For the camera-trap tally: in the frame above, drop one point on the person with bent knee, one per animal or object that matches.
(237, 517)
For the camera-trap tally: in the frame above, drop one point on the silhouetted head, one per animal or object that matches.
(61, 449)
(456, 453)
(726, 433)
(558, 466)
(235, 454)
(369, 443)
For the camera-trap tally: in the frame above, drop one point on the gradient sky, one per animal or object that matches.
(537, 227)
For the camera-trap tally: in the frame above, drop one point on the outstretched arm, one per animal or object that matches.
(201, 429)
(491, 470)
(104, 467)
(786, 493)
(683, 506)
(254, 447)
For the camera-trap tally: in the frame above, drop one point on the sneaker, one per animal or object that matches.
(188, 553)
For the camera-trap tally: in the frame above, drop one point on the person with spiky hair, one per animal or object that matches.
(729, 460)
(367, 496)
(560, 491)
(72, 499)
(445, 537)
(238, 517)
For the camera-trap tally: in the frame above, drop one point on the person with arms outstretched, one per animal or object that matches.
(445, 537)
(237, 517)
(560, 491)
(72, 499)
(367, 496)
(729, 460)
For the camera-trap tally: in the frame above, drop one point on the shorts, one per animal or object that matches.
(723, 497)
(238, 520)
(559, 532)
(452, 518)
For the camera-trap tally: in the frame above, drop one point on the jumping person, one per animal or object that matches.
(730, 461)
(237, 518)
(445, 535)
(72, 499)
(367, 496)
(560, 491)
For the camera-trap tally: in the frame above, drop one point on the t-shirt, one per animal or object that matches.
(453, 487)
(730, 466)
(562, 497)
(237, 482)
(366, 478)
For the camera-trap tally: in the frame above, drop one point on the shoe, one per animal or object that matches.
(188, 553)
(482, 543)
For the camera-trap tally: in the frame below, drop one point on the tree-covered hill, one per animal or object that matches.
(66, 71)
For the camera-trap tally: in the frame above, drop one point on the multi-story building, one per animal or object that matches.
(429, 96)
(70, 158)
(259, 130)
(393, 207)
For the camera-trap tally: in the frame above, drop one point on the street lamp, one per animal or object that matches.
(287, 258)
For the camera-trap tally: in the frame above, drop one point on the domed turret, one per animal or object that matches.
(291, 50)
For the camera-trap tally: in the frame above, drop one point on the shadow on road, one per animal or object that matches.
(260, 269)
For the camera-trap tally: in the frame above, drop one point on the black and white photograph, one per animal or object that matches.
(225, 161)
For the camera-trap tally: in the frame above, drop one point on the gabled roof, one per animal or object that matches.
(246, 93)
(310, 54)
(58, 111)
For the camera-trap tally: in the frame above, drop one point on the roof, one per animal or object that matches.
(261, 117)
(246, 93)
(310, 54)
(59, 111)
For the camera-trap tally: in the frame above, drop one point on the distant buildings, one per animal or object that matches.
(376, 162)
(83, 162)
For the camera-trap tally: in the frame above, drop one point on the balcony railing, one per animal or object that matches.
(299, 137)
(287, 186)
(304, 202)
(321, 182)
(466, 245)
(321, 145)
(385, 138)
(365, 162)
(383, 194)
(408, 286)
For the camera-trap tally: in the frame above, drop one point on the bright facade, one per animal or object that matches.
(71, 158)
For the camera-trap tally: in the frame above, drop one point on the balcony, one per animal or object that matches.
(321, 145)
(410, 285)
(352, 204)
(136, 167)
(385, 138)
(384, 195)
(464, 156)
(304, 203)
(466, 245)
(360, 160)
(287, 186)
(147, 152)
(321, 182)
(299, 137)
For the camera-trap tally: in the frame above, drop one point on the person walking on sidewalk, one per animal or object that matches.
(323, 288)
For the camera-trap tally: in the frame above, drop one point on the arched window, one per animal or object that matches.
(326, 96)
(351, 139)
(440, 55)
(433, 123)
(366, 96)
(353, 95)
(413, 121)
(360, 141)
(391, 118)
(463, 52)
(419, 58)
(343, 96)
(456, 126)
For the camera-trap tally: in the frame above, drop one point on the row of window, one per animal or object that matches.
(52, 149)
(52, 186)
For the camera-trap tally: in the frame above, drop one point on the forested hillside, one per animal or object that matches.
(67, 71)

..........

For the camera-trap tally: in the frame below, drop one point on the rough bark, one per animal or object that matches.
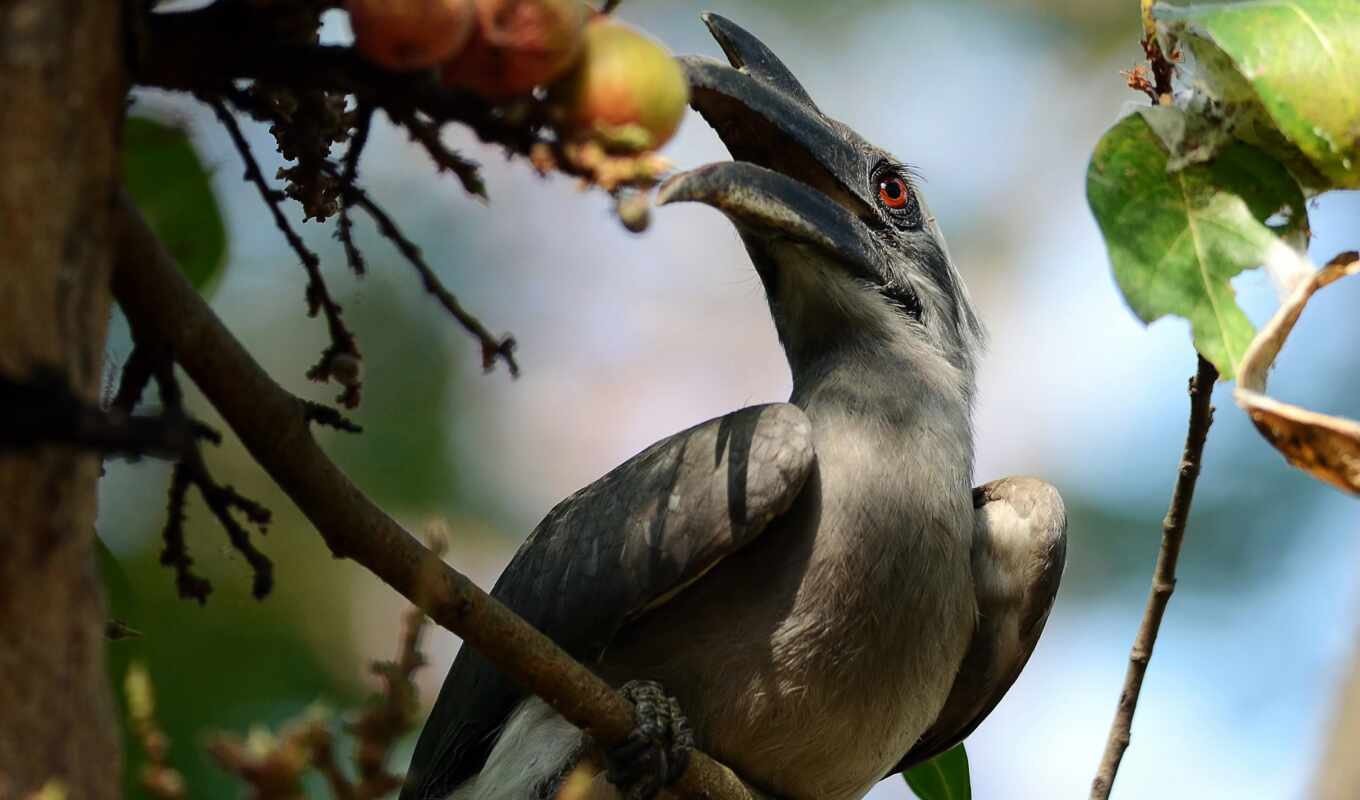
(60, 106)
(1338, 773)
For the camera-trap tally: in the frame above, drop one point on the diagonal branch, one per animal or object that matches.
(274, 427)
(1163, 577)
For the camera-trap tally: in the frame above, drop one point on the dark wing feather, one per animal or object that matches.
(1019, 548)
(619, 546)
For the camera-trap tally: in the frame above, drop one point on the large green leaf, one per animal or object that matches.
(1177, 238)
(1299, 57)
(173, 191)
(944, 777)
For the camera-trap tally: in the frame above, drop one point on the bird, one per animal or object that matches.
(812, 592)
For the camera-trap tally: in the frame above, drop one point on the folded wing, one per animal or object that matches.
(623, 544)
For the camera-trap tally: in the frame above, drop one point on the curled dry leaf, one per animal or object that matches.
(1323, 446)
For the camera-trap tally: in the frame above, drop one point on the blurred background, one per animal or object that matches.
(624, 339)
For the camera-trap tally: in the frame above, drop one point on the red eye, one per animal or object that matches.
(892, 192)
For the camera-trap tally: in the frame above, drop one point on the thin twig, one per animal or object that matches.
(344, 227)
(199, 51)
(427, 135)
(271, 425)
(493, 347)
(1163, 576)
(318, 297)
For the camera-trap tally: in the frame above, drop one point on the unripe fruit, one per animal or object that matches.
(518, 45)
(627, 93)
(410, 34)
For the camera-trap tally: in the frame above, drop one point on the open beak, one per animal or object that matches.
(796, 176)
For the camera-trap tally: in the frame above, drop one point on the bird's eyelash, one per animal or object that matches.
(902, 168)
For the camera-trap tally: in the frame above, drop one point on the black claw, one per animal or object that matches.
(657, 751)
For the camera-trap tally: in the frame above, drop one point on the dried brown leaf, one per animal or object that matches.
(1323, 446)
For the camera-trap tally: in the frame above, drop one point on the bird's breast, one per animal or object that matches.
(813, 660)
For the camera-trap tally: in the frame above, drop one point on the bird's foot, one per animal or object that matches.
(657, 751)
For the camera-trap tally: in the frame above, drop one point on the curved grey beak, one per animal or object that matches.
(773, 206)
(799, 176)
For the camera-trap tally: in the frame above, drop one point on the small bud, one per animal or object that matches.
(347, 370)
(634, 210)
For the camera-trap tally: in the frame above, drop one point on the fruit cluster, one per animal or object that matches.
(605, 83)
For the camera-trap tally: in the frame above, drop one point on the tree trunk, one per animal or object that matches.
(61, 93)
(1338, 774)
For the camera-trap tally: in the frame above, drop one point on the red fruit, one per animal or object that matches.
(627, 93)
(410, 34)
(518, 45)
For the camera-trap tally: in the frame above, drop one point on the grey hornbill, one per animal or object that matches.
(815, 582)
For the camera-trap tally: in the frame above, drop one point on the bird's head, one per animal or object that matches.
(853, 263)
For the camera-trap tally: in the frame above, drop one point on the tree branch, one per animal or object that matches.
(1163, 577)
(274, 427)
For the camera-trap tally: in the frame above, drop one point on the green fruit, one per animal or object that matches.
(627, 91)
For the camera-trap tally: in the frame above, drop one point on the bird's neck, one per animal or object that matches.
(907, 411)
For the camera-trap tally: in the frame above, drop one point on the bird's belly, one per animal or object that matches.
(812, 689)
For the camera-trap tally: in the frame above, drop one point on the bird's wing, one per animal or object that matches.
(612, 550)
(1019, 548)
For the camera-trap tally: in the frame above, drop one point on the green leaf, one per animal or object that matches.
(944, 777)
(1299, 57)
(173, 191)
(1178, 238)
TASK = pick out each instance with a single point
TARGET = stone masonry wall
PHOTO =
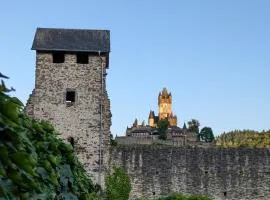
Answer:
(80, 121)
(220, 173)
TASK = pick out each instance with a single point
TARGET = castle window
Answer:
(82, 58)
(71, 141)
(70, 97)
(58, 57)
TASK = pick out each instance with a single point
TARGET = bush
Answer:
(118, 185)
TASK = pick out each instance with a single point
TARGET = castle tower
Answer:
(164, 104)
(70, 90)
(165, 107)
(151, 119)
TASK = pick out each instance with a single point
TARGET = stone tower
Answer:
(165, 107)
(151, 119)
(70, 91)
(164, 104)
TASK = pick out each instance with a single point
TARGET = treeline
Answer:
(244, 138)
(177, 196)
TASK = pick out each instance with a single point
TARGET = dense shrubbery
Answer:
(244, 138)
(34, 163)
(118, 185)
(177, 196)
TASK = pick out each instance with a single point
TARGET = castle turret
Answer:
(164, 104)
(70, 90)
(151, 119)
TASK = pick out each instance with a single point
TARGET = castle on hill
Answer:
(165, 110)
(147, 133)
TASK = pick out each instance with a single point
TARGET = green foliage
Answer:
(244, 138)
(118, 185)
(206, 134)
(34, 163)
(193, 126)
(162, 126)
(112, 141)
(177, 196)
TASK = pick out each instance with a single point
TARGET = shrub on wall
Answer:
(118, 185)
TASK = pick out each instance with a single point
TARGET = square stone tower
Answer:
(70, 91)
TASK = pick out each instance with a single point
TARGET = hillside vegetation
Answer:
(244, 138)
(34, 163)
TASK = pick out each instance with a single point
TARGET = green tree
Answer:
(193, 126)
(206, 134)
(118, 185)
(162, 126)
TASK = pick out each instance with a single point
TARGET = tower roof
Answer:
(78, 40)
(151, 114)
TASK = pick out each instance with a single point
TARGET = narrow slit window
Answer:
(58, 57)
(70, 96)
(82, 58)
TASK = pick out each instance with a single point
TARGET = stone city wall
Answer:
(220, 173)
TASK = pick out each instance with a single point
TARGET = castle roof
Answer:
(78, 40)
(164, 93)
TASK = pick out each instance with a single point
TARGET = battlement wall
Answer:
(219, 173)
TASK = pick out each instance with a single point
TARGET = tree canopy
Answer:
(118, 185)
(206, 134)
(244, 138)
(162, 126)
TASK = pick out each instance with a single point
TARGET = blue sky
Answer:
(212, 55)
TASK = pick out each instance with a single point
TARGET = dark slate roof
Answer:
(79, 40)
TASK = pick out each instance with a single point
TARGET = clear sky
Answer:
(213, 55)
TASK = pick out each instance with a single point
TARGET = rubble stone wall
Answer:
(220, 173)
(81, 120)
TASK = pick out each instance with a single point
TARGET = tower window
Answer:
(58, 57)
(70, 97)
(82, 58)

..........

> EXERCISE PROMPT
After examining the listing, give only the count of lines holding the string "castle".

> TASK RESULT
5